Task statement ▸
What do the lines from the one containing "Where can the ant eye" through the end of the listing below say? Restate them word for word and give nothing else.

Data section ▸
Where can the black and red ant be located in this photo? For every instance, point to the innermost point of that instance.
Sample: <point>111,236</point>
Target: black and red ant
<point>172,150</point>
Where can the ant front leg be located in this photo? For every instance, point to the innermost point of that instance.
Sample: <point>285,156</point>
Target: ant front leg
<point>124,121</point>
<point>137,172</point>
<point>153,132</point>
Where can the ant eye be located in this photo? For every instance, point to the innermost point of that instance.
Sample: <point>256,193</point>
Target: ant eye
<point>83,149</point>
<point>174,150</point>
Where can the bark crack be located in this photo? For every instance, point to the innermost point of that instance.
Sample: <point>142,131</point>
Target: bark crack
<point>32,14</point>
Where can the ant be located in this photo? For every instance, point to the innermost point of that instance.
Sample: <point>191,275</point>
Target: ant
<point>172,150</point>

Exercise output ▸
Where can the ant eye be located in this photo? For every instance, point to the innermost point of that instance.
Sample: <point>256,193</point>
Target: ant eye
<point>83,149</point>
<point>174,150</point>
Where can the bark crack be located in this photo? For every instance, point to the innermost point of that instance.
Sample: <point>142,131</point>
Target: bark crack
<point>32,14</point>
Where can the ant be located in this photo? For every instance, point to the innermost point of that instance.
Sample: <point>191,275</point>
Target: ant
<point>172,150</point>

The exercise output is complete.